Work to complete:
Swap every "rough mask" in the records below for "coarse mask", and write the lines out again with nothing else changed.

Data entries
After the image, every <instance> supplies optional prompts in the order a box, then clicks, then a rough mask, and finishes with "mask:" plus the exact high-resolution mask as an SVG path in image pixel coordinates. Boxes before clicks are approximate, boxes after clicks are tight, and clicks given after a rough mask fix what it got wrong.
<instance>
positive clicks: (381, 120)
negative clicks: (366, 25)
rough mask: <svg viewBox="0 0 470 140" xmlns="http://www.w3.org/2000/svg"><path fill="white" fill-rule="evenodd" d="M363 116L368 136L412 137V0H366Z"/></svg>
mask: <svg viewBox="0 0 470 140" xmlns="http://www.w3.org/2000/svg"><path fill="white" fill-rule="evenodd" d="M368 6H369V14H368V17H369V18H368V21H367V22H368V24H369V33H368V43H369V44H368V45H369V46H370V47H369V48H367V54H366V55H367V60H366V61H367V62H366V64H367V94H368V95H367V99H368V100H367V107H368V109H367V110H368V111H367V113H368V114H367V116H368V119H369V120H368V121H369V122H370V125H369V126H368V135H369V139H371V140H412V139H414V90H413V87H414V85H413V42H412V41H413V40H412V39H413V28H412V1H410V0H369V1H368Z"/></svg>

Output:
After the image, every <instance> supplies optional prompts in the order a box, then clicks, then a coarse mask, and finishes with "mask:" plus the exact high-resolution mask as an SVG path in image pixel coordinates. Boxes before clicks are approximate, boxes after clicks are tight, and clicks given after a coarse mask fix what it got wrong.
<instance>
positive clicks: (381, 120)
negative clicks: (366, 25)
coarse mask: <svg viewBox="0 0 470 140" xmlns="http://www.w3.org/2000/svg"><path fill="white" fill-rule="evenodd" d="M363 116L368 136L412 137V0H366Z"/></svg>
mask: <svg viewBox="0 0 470 140" xmlns="http://www.w3.org/2000/svg"><path fill="white" fill-rule="evenodd" d="M368 6H369V14H368V17H369V18H368V21H367V22H368V24H369V33H368V43H369V44H368V45H369V46H370V47H369V48H367V54H366V55H367V60H366V61H367V62H366V64H367V94H368V95H367V99H368V100H367V107H368V109H367V110H368V111H367V113H368V114H367V116H368V119H369V120H368V121H369V122H370V125H369V126H368V135H369V139H371V140H412V139H414V90H413V87H414V85H413V42H412V41H413V40H412V39H413V28H412V1H410V0H369V1H368Z"/></svg>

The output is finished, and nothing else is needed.